- GIVEN INSTRUCTION
Show every line in the records below that contains the word "roof". Case counts.

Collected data
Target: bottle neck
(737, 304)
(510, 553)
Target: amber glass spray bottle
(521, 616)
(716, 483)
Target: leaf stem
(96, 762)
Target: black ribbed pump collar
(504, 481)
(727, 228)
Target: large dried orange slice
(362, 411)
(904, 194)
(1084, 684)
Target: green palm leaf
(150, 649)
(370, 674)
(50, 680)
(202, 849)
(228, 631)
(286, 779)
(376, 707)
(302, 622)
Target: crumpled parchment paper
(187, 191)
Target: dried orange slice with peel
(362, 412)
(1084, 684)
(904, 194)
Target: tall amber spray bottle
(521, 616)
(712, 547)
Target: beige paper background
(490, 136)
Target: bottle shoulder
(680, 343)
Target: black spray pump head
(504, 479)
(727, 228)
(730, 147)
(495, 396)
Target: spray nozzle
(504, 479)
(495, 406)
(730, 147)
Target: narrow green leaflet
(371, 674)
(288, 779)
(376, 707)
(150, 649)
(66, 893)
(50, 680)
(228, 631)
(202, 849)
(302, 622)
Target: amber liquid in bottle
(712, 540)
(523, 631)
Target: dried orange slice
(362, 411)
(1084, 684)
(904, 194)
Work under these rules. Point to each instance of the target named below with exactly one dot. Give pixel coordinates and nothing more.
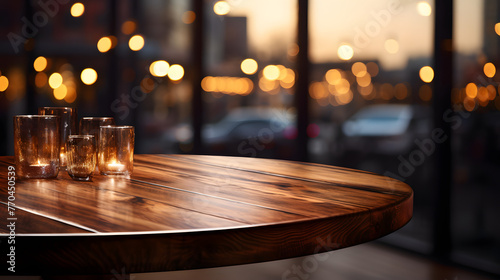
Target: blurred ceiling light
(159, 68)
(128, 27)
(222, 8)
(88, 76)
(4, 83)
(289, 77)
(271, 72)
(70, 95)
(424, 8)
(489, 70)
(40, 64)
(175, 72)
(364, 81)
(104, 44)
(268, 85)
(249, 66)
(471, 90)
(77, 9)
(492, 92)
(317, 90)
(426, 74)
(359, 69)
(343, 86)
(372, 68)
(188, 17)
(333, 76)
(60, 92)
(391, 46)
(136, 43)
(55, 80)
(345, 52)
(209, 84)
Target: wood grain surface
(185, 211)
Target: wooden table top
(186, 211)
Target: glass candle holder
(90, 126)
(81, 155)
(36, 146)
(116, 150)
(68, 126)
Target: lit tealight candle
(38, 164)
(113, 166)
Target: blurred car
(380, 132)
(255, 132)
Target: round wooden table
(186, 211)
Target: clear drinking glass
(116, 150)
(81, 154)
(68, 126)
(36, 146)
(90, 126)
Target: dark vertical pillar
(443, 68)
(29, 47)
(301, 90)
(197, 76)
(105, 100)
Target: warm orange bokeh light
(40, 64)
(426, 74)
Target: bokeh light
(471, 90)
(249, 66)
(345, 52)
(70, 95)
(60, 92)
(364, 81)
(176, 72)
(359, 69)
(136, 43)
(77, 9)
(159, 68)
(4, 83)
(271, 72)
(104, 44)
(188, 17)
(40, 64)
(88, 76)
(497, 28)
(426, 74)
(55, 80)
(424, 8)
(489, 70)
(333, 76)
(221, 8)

...

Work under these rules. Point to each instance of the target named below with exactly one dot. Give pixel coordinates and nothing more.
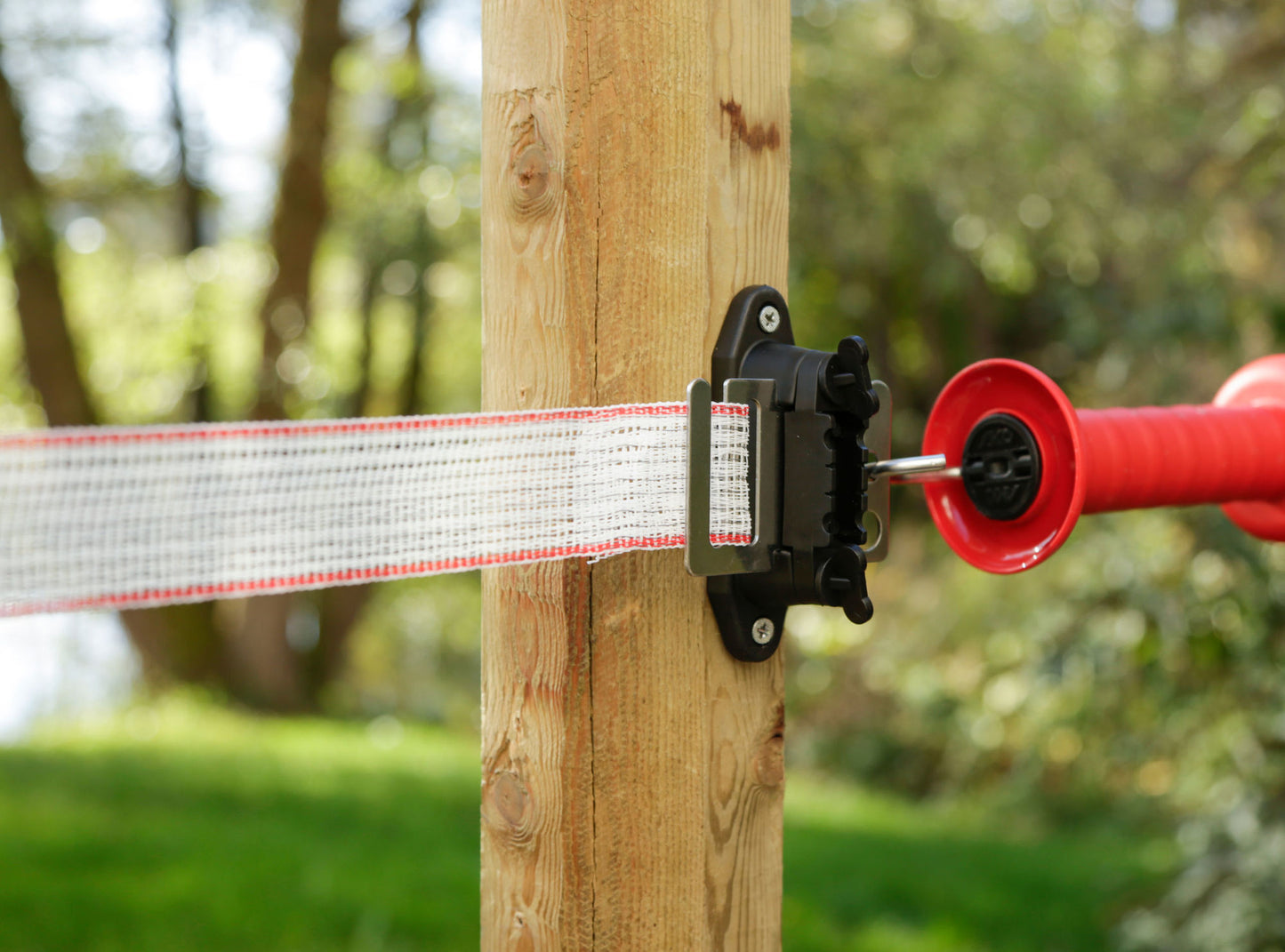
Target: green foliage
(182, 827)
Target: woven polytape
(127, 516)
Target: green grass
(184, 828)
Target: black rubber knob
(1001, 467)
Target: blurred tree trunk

==

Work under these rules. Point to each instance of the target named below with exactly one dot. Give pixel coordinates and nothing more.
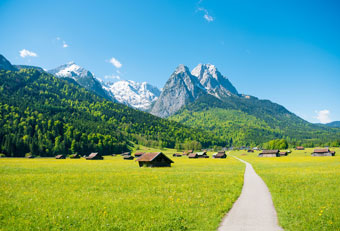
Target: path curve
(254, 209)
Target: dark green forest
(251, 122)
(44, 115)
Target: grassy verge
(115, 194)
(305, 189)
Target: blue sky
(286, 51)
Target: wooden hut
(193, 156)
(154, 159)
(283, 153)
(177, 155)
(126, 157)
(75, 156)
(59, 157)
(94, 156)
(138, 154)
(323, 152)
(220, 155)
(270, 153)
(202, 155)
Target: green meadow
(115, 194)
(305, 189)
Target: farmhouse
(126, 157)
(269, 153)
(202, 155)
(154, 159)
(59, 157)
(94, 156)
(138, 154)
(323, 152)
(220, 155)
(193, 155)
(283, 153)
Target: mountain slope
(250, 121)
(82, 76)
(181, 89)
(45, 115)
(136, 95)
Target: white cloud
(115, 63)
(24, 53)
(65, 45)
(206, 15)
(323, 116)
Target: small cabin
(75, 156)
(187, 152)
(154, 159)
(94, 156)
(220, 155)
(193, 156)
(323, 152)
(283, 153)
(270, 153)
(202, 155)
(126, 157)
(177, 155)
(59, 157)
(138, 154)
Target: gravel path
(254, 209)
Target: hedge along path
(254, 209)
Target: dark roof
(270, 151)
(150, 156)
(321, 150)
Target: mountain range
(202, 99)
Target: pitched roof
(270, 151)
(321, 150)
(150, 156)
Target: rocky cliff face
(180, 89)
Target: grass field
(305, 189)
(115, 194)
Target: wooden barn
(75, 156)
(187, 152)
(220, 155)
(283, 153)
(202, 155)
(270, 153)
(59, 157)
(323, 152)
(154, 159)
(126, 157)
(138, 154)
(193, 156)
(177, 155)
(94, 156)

- RESULT
Target: dark roof
Target: pitched roof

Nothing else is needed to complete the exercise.